# [Task description]
Format the material below as a JSON list of strings, one string per line, starting at the line that contains "the form (320,283);" and ending with the last line of the material. Leave out blank lines and include no other lines.

*** Available data

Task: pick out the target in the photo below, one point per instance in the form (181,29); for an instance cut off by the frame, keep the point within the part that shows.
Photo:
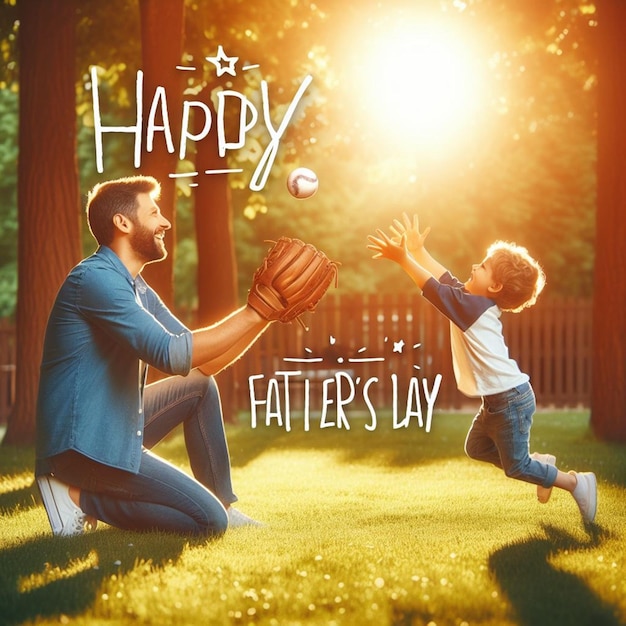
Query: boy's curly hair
(521,277)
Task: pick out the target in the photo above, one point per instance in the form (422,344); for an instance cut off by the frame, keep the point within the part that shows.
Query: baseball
(302,183)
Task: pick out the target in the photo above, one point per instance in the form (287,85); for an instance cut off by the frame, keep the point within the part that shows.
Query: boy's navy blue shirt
(103,327)
(480,356)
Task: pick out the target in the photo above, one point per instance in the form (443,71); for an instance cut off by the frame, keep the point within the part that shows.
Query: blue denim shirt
(102,328)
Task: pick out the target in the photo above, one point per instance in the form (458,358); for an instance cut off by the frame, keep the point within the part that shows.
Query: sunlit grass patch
(384,527)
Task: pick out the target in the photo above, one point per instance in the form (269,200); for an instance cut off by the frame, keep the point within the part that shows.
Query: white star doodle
(223,68)
(398,346)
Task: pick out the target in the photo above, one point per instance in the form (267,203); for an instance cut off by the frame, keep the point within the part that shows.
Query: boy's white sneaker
(586,494)
(66,519)
(237,519)
(544,493)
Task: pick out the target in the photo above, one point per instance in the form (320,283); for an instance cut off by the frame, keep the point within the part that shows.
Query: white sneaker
(237,519)
(586,494)
(544,493)
(66,519)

******

# [Answer to this task]
[
  "Task: pick out the target in the photo above, one point per instance in the form (320,283); for an instance cut off by the frame, keep the point within the part that shows.",
  "Query: white sneaker",
  "(237,519)",
  "(586,494)",
  "(544,493)",
  "(66,519)"
]